◆ **What this task involves**: When you copy the entries, match them exactly and omit the pictures.

○ ○ ○ ○ ○ ○ ○

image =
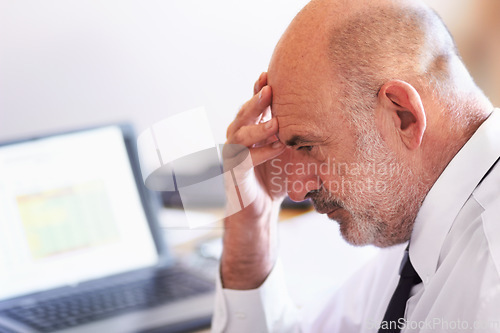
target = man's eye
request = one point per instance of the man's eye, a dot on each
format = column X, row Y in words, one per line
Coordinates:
column 305, row 148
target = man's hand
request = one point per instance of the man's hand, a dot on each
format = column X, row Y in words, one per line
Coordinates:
column 250, row 235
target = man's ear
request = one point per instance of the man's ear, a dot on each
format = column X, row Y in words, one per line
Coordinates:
column 400, row 108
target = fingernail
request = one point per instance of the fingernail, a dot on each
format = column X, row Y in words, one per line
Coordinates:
column 277, row 145
column 269, row 124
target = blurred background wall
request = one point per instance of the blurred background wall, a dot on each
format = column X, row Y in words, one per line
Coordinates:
column 69, row 63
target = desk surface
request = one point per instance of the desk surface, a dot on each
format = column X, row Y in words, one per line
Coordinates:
column 305, row 235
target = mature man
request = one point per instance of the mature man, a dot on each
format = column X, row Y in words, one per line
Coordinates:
column 370, row 82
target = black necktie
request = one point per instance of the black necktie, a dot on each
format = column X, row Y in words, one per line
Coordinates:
column 395, row 312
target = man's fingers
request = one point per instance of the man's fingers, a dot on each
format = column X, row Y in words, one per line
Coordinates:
column 253, row 134
column 265, row 153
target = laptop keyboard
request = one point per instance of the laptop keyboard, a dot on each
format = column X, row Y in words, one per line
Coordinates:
column 104, row 301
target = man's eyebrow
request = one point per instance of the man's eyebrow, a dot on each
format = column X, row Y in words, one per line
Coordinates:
column 297, row 140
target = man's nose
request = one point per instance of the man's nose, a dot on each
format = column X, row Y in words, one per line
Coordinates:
column 300, row 183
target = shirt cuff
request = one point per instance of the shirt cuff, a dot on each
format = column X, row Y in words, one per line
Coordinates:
column 265, row 309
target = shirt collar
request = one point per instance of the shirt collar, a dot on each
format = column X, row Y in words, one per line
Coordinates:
column 449, row 193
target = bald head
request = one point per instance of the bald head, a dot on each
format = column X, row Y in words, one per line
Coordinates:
column 361, row 44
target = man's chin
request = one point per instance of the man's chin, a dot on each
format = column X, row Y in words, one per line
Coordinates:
column 350, row 230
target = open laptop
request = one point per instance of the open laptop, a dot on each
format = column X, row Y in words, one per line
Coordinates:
column 80, row 247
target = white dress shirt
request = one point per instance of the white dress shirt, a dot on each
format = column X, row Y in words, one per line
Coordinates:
column 455, row 249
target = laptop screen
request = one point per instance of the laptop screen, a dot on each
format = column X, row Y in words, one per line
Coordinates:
column 70, row 211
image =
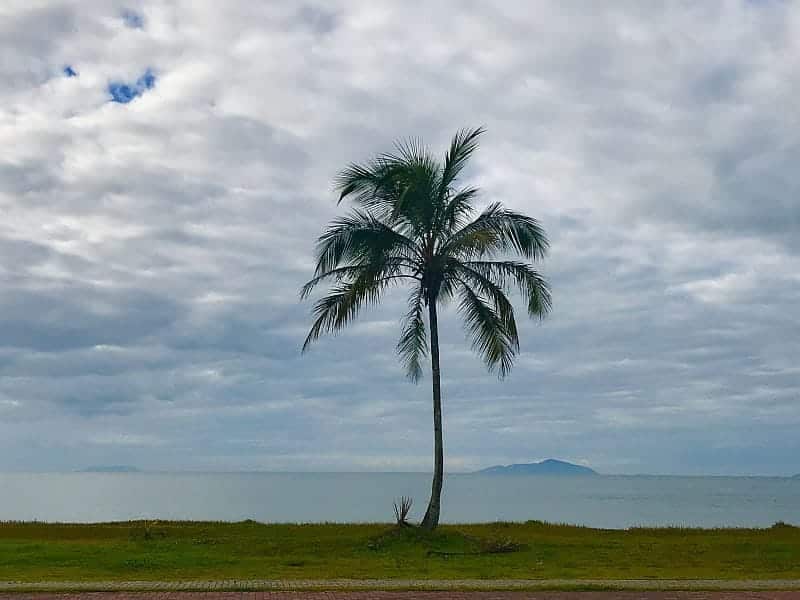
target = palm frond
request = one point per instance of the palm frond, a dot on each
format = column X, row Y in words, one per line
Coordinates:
column 533, row 287
column 458, row 207
column 413, row 344
column 359, row 238
column 489, row 336
column 498, row 229
column 494, row 292
column 342, row 305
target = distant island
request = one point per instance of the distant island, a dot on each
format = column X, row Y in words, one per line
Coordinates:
column 111, row 469
column 551, row 466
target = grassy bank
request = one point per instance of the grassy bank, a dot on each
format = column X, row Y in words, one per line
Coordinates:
column 187, row 550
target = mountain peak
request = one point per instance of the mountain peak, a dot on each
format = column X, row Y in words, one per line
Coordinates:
column 550, row 466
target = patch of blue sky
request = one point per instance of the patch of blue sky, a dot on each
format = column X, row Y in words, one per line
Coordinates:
column 125, row 92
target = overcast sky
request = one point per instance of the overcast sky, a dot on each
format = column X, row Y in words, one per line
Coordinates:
column 166, row 167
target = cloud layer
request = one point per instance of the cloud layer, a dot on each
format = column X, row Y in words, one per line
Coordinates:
column 151, row 252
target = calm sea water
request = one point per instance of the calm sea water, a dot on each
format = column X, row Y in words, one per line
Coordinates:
column 607, row 501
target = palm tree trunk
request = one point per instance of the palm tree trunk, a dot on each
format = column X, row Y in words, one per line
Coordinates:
column 431, row 518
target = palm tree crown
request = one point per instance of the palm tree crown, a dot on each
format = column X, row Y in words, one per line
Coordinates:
column 413, row 224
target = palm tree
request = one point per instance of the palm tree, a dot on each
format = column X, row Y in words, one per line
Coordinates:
column 414, row 225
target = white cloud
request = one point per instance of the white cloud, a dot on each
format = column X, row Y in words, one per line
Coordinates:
column 152, row 251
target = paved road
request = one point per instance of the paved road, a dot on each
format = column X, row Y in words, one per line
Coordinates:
column 408, row 595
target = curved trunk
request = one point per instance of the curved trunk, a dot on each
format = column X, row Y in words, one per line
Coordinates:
column 431, row 518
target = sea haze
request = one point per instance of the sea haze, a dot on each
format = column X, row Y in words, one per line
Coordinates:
column 597, row 501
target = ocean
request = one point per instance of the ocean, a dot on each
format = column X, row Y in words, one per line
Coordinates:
column 602, row 501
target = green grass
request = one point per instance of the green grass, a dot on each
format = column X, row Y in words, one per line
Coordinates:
column 248, row 550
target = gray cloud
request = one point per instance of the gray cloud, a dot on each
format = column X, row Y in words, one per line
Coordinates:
column 152, row 252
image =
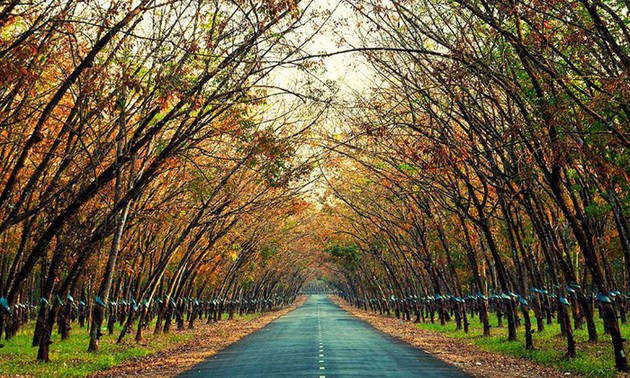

○ ○ ○ ○ ○ ○ ○

◆ **Result**:
image =
target = man's eye
request = one point per instance of the man's eye, a dot on each
format = column X, row Y in words, one per line
Coordinates:
column 305, row 148
target = man's hand
request = one point per instance of the man's hand, a dot on each
format = column X, row Y in words, one per line
Coordinates:
column 250, row 235
target = man's ear
request = one point per instance of the man's ear, a dot on each
format = column X, row Y in words, one per line
Coordinates:
column 400, row 108
target = fingernail
request = one point per instance of the fingernail, a dot on each
format = column X, row Y in words, one per line
Coordinates:
column 277, row 145
column 269, row 124
target = blurred background wall
request = one point per instance of the blurred background wall, a dot on each
format = column X, row Y in words, one per line
Coordinates:
column 69, row 63
target = desk surface
request = one point per instance of the desk surface, a dot on each
format = column X, row Y in words, one per line
Coordinates:
column 305, row 235
target = mature man
request = one point per instance of the mature man, a dot on each
format = column X, row Y in words, one per line
Coordinates:
column 370, row 82
target = black necktie
request = one point per instance of the black necktie, a dot on each
format = column X, row Y in words, one per line
Coordinates:
column 395, row 312
target = man's fingers
request = one point per instance of the man's fingers, a dot on each
format = column X, row Y in words, one per line
Coordinates:
column 253, row 134
column 265, row 153
target = laptop keyboard
request = one point per instance of the laptop keyboard, a dot on each
format = column X, row Y in words, one per line
Coordinates:
column 104, row 301
target = man's eyebrow
request = one point per instance of the man's eyebrow, a dot on each
format = column X, row Y in words, one per line
Coordinates:
column 297, row 140
target = man's nose
request = one point per instance of the man's nose, a dot on each
format = column X, row Y in words, one per line
Coordinates:
column 300, row 183
target = shirt cuff
request = one point per instance of the shirt cuff, a dot on each
format = column X, row Y in words, one per line
Coordinates:
column 265, row 309
target = shirt collar
request = one point per instance of the shirt collar, a dot on each
format = column X, row Y in words, one per line
Coordinates:
column 449, row 193
target = bald head
request = one point per instance of the bald head, a dot on each
format = column X, row Y in words, one per line
Coordinates:
column 361, row 44
target = man's chin
request = one point per instance of the man's chin, a dot on each
format = column X, row Y in words, one per line
Coordinates:
column 350, row 230
target = open laptop
request = one point per instance of the open laptop, a dot on each
format = column X, row Y in words, one per line
Coordinates:
column 80, row 247
target = white dress shirt
request = one point per instance of the white dress shirt, a dot on each
format = column X, row Y in words, one per line
Coordinates:
column 455, row 249
target = laptop screen
request = one point per instance of the laptop screen, a dot on each
format = column X, row Y in words, one per line
Coordinates:
column 70, row 211
image =
target = palm frond
request = one point per instance of the palm frond, a dot on each
format = column X, row Y in words, one per line
Coordinates:
column 533, row 287
column 458, row 207
column 413, row 344
column 359, row 238
column 489, row 336
column 498, row 229
column 494, row 292
column 342, row 305
target = distant island
request = one point per instance of the distant island, a dot on each
format = column X, row Y in words, one per line
Coordinates:
column 111, row 469
column 551, row 466
target = grassy bank
request = one point per instance of the grassy bank, a dot on each
format = column X, row Y in words, one per line
Coordinates:
column 187, row 550
target = mountain peak
request = one point per instance of the mountain peak, a dot on each
format = column X, row Y in words, one per line
Coordinates:
column 550, row 466
target = patch of blue sky
request = one point per instance of the patch of blue sky, a dot on each
format = column X, row Y in words, one per line
Coordinates:
column 125, row 92
target = overcast sky
request = one point per instance of the overcast sky, a dot on each
format = column X, row Y in words, one per line
Coordinates:
column 166, row 167
target = cloud layer
request = one point per instance of the cloud layer, a dot on each
format = column X, row Y in words, one per line
Coordinates:
column 151, row 252
target = calm sea water
request = one point per instance of the calm sea water, a dot on each
format = column X, row Y in words, one per line
Coordinates:
column 607, row 501
target = palm tree trunk
request = one point per instance of the palm tree trunk, a dot on each
format = column X, row Y in words, one per line
Coordinates:
column 431, row 518
target = palm tree crown
request = one point per instance of the palm tree crown, a dot on each
format = column X, row Y in words, one per line
Coordinates:
column 413, row 224
target = palm tree
request = one point per instance of the palm tree, a dot on each
format = column X, row Y in words, one per line
Coordinates:
column 414, row 225
target = white cloud
request = one point per instance of the white cloud, a dot on each
format = column X, row Y in words, one per line
Coordinates:
column 152, row 251
target = paved road
request = one point per instance of the paved road, a dot on each
format = column X, row Y in words, one per line
Coordinates:
column 408, row 595
target = curved trunk
request = one point per instance of the curved trunk, a dot on each
format = column X, row Y in words, one per line
Coordinates:
column 431, row 518
target = sea haze
request = one point per instance of the sea haze, a dot on each
format = column X, row Y in words, one per line
Coordinates:
column 597, row 501
target = ocean
request = one point per instance of the ocean, a dot on each
format = column X, row Y in words, one per line
Coordinates:
column 602, row 501
target = green grass
request = one point per instance of the green grass, a dot on each
format = column X, row Y in words, one per line
Coordinates:
column 248, row 550
target = gray cloud
request = one point per instance of the gray cloud, a dot on each
format = column X, row Y in words, one per line
Coordinates:
column 152, row 252
image =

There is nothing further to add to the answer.